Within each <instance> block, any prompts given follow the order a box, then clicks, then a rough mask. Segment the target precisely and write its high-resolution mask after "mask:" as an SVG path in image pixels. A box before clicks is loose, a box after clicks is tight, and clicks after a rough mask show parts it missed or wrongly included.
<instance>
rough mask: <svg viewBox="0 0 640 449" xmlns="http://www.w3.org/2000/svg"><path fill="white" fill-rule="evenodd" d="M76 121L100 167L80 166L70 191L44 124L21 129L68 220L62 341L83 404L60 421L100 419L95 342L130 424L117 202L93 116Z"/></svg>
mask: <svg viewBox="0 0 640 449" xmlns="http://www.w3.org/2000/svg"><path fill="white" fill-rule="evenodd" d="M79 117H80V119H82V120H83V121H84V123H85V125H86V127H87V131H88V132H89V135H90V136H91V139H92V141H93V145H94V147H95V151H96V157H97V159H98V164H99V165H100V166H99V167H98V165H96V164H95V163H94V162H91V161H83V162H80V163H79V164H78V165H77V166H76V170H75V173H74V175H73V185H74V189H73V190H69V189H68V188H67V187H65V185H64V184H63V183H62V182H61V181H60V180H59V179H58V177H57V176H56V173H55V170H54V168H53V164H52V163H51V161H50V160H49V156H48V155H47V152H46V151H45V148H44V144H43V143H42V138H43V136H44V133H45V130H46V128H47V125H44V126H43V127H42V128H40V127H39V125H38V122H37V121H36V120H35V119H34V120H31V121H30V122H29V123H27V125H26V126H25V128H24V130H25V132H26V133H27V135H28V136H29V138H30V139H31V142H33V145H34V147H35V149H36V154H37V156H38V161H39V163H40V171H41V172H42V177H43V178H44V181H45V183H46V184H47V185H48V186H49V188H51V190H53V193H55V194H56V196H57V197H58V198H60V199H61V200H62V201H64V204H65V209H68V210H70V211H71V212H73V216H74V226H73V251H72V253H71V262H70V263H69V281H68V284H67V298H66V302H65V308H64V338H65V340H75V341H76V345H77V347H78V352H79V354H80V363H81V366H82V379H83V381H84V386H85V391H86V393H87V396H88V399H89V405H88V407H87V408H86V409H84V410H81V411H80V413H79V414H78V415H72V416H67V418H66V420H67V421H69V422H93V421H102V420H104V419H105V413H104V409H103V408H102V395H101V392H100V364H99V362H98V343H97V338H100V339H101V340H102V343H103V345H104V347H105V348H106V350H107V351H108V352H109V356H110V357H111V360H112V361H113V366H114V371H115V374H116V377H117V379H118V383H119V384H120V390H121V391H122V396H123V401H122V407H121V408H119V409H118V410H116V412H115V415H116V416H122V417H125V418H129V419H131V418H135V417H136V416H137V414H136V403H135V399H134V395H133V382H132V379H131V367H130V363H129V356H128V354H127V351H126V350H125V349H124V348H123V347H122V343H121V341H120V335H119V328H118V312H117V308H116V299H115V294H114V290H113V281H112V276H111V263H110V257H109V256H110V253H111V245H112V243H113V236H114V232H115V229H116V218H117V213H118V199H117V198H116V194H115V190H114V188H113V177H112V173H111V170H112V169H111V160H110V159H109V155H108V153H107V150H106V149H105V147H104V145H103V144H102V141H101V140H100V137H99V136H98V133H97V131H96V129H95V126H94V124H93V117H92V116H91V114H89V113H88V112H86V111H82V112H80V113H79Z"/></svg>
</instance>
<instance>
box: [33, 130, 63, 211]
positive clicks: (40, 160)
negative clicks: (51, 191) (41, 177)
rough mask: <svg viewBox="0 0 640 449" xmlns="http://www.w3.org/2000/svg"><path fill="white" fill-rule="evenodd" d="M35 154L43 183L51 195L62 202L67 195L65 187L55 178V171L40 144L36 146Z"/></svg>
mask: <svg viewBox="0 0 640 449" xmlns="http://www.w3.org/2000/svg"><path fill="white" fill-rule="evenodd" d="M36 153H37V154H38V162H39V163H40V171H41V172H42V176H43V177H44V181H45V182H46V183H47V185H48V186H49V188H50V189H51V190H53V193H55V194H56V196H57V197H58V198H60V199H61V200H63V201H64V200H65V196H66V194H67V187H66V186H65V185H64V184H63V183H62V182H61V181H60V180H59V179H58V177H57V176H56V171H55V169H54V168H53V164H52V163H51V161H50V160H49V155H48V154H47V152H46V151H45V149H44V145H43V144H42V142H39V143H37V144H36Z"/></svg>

Goal of the exercise: Give every line above again, word for word.

Answer area:
Within each <instance> block, any prompts given follow the order a box, then clicks, then a rough mask. Segment the target precisely and write its high-resolution mask after "mask:" as an SVG path in image pixels. A box before clicks is loose, a box after clicks is tight, and clicks after a rough mask show parts it missed or wrongly included.
<instance>
rough mask: <svg viewBox="0 0 640 449" xmlns="http://www.w3.org/2000/svg"><path fill="white" fill-rule="evenodd" d="M76 121L100 167L80 166L70 191L44 124L21 129L68 220L62 341L83 404L60 421L100 419L95 342L130 424L117 202L93 116Z"/></svg>
mask: <svg viewBox="0 0 640 449" xmlns="http://www.w3.org/2000/svg"><path fill="white" fill-rule="evenodd" d="M79 117H80V119H82V120H83V121H84V123H85V125H86V127H87V131H88V132H89V135H90V136H91V139H92V141H93V145H94V147H95V151H96V157H97V159H98V164H99V165H100V166H99V167H98V165H96V164H95V163H94V162H91V161H83V162H80V163H79V164H78V165H77V166H76V170H75V173H74V175H73V185H74V189H73V190H69V189H68V188H67V187H65V185H64V184H63V183H62V182H61V181H60V180H59V179H58V177H57V176H56V173H55V170H54V168H53V164H52V163H51V161H50V160H49V156H48V155H47V152H46V151H45V148H44V144H43V143H42V138H43V136H44V133H45V130H46V128H47V125H44V126H43V127H42V128H40V127H39V125H38V122H37V121H36V120H35V119H34V120H31V121H30V122H29V123H27V125H26V126H25V128H24V130H25V132H26V133H27V135H28V136H29V138H30V139H31V142H33V145H34V147H35V149H36V154H37V156H38V161H39V163H40V171H41V172H42V177H43V178H44V181H45V183H46V184H47V185H48V186H49V188H51V190H53V193H55V194H56V196H57V197H58V198H60V199H61V200H62V201H64V204H65V209H68V210H70V211H71V212H73V216H74V226H73V251H72V253H71V262H70V263H69V281H68V284H67V298H66V302H65V308H64V338H65V340H75V341H76V345H77V347H78V352H79V354H80V363H81V366H82V379H83V381H84V386H85V391H86V393H87V396H88V399H89V405H88V407H87V408H86V409H84V410H81V411H80V413H79V414H78V415H72V416H67V418H66V420H67V421H69V422H93V421H102V420H104V419H105V413H104V409H103V408H102V395H101V392H100V364H99V362H98V343H97V338H100V339H101V340H102V343H103V345H104V347H105V348H106V350H107V351H108V352H109V356H110V357H111V360H112V361H113V366H114V371H115V374H116V377H117V379H118V383H119V384H120V390H121V391H122V396H123V401H122V407H121V408H119V409H118V410H116V412H115V415H116V416H122V417H125V418H129V419H131V418H135V417H136V416H137V414H136V403H135V399H134V395H133V382H132V379H131V367H130V363H129V356H128V354H127V351H126V350H125V349H124V348H123V347H122V343H121V341H120V335H119V328H118V312H117V308H116V299H115V294H114V290H113V281H112V276H111V263H110V257H109V256H110V253H111V245H112V243H113V236H114V232H115V229H116V218H117V213H118V199H117V198H116V194H115V190H114V188H113V177H112V173H111V170H112V169H111V160H110V159H109V155H108V153H107V150H106V149H105V147H104V145H103V144H102V141H101V140H100V137H99V136H98V133H97V131H96V129H95V126H94V124H93V117H92V116H91V114H89V113H88V112H86V111H82V112H80V113H79Z"/></svg>
</instance>
<instance>
box: [33, 130, 63, 211]
positive clicks: (40, 160)
negative clicks: (51, 191) (41, 177)
rough mask: <svg viewBox="0 0 640 449" xmlns="http://www.w3.org/2000/svg"><path fill="white" fill-rule="evenodd" d="M35 154L43 183L51 195L62 202L67 195L65 187L55 178V171L40 144L36 146Z"/></svg>
mask: <svg viewBox="0 0 640 449" xmlns="http://www.w3.org/2000/svg"><path fill="white" fill-rule="evenodd" d="M36 153H37V154H38V162H39V163H40V171H41V172H42V176H43V177H44V181H45V182H46V183H47V185H48V186H49V188H50V189H51V190H53V193H55V194H56V196H57V197H58V198H60V199H61V200H63V201H64V200H65V196H66V194H67V187H66V186H65V185H64V184H63V183H62V182H61V181H60V180H59V179H58V177H57V176H56V171H55V169H54V168H53V164H52V163H51V161H50V160H49V155H48V154H47V152H46V151H45V149H44V145H43V144H42V142H39V143H37V144H36Z"/></svg>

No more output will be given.